Need advice about equipment or want to share your latest discovery?

Link to "Help with Quickmill Alexia extractions?"by Sam on Thu May 31, 2007 7:43 am

So, to start out with, the basics: I'm running a Quickmill Alexia at 8.5-9 bars of pressure, fresh beans from Barrington Coffee, a Macap M4 doserless grinder, bottomless PF with a a ridgeless triple basket and one of two tampers (convex and flat).

I moved up to the Alexia a few months ago from a Silvia and Rocky combination. Lately, I've been having realllly frustrating problems with extractions on her. I grind, dose into the PF with a yogurt cup, stir up the grounds, brush to even out the pile, tamp, lock in, and pull the shot. Lately, the puck has had some weird characteristics. There seems to be a shallow crater in the dead center (or, sometimes, just a channeling hole) unless I dose up enough that the only discernible pattern on the puck is the showerscreen.

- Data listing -

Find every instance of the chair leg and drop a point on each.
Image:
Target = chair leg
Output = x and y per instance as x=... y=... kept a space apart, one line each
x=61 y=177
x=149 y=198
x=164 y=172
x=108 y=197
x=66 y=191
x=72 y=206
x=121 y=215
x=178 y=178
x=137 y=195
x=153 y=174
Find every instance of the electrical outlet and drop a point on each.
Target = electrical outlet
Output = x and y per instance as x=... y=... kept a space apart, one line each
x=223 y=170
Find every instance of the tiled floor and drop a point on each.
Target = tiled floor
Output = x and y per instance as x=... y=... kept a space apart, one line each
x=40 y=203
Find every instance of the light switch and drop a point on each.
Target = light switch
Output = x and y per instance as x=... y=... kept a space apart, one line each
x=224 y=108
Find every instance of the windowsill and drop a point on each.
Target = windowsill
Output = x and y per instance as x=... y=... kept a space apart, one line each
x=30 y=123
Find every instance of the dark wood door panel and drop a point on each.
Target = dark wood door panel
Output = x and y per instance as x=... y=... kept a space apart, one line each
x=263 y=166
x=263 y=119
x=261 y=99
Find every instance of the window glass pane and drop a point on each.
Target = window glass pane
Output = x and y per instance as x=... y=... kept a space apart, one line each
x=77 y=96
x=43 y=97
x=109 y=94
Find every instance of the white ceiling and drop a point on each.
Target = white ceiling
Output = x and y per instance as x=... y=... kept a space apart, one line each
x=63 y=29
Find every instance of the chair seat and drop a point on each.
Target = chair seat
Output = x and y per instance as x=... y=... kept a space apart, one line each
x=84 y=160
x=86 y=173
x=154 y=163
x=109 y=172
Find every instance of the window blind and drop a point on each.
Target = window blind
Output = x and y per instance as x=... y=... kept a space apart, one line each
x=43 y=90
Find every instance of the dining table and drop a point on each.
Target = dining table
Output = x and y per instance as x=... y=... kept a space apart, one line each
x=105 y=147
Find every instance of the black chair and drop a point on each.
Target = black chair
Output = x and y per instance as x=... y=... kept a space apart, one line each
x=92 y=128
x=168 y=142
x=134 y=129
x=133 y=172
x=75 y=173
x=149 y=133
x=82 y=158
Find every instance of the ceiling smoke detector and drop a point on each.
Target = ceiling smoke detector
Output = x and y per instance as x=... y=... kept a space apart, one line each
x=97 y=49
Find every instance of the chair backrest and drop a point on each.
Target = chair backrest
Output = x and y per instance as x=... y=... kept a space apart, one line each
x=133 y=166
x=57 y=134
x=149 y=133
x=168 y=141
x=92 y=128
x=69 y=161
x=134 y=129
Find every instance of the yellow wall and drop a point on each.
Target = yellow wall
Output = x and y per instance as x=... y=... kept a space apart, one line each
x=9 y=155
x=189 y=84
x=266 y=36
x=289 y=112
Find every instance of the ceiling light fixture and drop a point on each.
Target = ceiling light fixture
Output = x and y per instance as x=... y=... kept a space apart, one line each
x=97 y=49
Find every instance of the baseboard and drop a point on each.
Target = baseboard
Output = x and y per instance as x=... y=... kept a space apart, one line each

- DIRECTION A -
In the forum post about Quickmill Alexia extractions, what purpose does the writer give for brushing the grounds before tamping? Answer in one to three sentences.
- DIRECTION B -
Write the next part of the forum post about Quickmill Alexia extractions, starting after its final sentence.

- OUTPUT A -
The writer brushes the grounds to even out the pile in the portafilter. This brushing follows dosing with a yogurt cup and stirring, and it comes before tamping.

- OUTPUT B -
When I knock out the puck, it comes out in two pieces: a curved mound comes out, and the negative of that is left in the PF. It looks like the sides of what's left in the PF are dark and extracted, while the center is lighter and looks underextracted and dry-ish. What would cause such an uneven extraction through the puck's center? I've used both a flat and curved tamper, varied tamping pressure, etc.

The shots have also started to blond early and don't have a really dark, rich crema that I'm able to get at the shop down the street (pulling the same beans on a Cyncra... which, obviously, is a tad fancier). Help... please.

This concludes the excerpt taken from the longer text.